**Sayfa**
* * *
Maarifimiz; eğitim yüz sene,
iki yüz sene önce olduğu gibi bugün de en önemli meselemizdir. Hiç
şüphe yok ki yüz sene sonra da en önemli meselemiz olmaya devam
edecektir.
Tanzimat idaresi, Batı’yla
aramızda doğan farkı kapatmak için önde gelen Avrupa şehirlerine
talebeler gönderdi. Buralarda okuyan bu gençler, yurda kendileri
olarak dönmediler. Başkalaşmışlardı, yabancılaşmışlardı, fikren
zehirlemişlerdi.
10 yılda her yaştan 15 milyon
genç inşa etme peşindeki Erken Cumhuriyet, din, dil, tarih, irfan
ve kültür olarak mazinin her değeriyle irtibatını koparmış yeni bir
nesil yetiştirmeyi kendine ideoloji edinmişti. Hasan Ali Yücel,
Erken Cumhuriyet’in gördüğü düşü Köy Enstitüleri vasıtasıyla hayata
geçirmeye çalıştı.
Ulusalcılar ve Kemalistler için
Köy Enstitüleri ve devrin maarif vekili Hasan Ali Yücel bugün de
dokunulmazdır.
* * *
**Verilen görev 1**
Eğitim üzerine yazıdan "Tanzimat idaresi, Batı’yla" ile başlayıp "zehirlemişlerdi." ifadesine kadar süren bölümü aynen çıkar.

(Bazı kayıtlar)
* * *
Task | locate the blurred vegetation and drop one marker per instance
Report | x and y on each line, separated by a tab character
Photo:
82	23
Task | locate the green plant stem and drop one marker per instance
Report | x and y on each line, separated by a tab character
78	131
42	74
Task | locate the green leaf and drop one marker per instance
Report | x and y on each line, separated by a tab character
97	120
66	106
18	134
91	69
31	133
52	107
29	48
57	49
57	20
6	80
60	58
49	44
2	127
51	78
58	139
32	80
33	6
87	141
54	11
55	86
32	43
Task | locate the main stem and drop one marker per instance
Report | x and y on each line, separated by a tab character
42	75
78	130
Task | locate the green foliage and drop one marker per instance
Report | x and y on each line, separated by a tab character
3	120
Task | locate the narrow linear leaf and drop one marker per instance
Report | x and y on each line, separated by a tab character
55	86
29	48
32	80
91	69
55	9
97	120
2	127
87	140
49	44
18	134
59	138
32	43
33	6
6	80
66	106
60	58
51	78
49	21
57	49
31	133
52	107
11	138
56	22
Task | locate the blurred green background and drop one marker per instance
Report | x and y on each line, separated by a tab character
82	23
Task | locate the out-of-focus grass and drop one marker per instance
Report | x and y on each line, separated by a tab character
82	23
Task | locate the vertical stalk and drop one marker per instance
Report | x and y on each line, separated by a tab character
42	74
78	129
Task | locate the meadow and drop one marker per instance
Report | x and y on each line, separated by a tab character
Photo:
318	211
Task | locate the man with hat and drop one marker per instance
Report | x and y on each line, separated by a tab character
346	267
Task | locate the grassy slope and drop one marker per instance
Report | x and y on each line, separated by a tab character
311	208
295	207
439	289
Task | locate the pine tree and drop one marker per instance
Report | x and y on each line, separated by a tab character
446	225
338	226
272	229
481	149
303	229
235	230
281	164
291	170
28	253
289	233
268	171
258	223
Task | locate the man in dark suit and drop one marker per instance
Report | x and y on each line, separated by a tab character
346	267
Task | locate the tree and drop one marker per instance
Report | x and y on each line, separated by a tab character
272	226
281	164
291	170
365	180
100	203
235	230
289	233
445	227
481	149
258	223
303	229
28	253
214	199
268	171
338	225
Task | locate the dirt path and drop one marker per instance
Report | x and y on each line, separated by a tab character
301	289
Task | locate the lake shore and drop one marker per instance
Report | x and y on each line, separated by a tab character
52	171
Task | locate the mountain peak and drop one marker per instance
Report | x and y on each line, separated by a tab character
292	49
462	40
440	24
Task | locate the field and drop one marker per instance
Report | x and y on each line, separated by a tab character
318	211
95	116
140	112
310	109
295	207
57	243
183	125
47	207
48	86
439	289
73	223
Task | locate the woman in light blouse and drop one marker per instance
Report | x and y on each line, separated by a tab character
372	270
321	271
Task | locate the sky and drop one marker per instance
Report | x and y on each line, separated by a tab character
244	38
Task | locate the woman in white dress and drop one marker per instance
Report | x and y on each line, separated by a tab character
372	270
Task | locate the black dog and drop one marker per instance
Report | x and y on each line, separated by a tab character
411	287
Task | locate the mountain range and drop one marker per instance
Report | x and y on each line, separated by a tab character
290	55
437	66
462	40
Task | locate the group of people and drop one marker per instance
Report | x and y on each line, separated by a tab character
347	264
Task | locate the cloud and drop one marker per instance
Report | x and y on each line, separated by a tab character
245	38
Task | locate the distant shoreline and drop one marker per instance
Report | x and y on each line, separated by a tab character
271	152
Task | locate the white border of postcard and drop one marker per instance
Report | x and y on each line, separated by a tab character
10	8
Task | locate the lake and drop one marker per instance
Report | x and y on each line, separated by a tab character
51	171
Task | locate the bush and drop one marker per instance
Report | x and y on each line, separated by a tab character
* * *
**Verilen görev 2**
Listede "Task | locate the white" ifadesinin geçtiği satırdan başlayıp listenin sonuna kadar uzanan satırları, iki uç da dahil olmak üzere, birebir kopyala.

**Tam yanıt 1**
Tanzimat idaresi, Batı’yla
aramızda doğan farkı kapatmak için önde gelen Avrupa şehirlerine
talebeler gönderdi. Buralarda okuyan bu gençler, yurda kendileri
olarak dönmediler. Başkalaşmışlardı, yabancılaşmışlardı, fikren
zehirlemişlerdi.

**Tam yanıt 2**
Task | locate the white border of postcard and drop one marker per instance
Report | x and y on each line, separated by a tab character
10	8
Task | locate the lake and drop one marker per instance
Report | x and y on each line, separated by a tab character
51	171
Task | locate the bush and drop one marker per instance
Report | x and y on each line, separated by a tab character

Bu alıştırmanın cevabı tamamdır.